• [SUPPLIED ENTRIES]
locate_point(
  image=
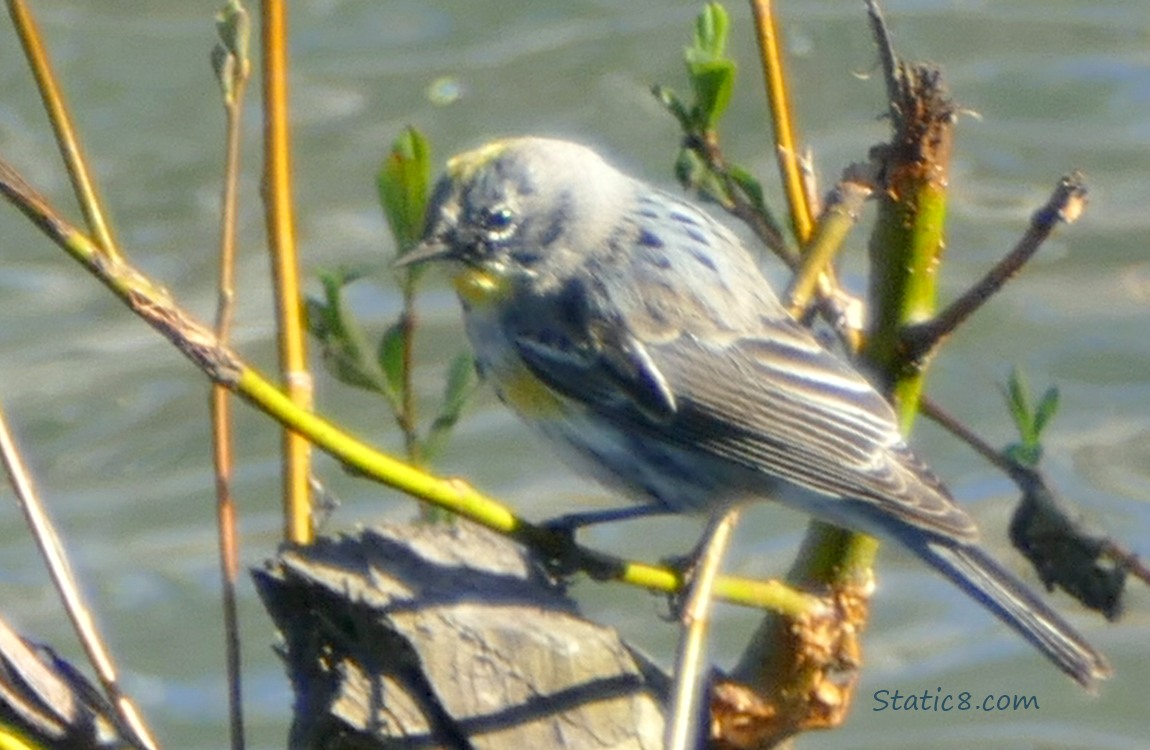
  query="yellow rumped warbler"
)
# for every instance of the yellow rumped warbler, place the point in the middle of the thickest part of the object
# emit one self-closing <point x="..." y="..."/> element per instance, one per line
<point x="629" y="326"/>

• [TO DO] Turn the lines above into a Markdown table with the columns Row and Line, one numbered row per line. Skip blank lines and leave out the pictures.

• [RESULT FOR THIS TASK]
| Row | Line |
|---|---|
| 1 | locate_point( |
| 2 |   image= |
| 3 |   query="yellow rumped warbler" |
| 4 | ) |
| 5 | # for every instance of the yellow rumped warbler, place the point in the middle of the thickest part of the object |
| 6 | # emit one self-closing <point x="..." y="..."/> element per instance, one per line |
| 7 | <point x="629" y="326"/> |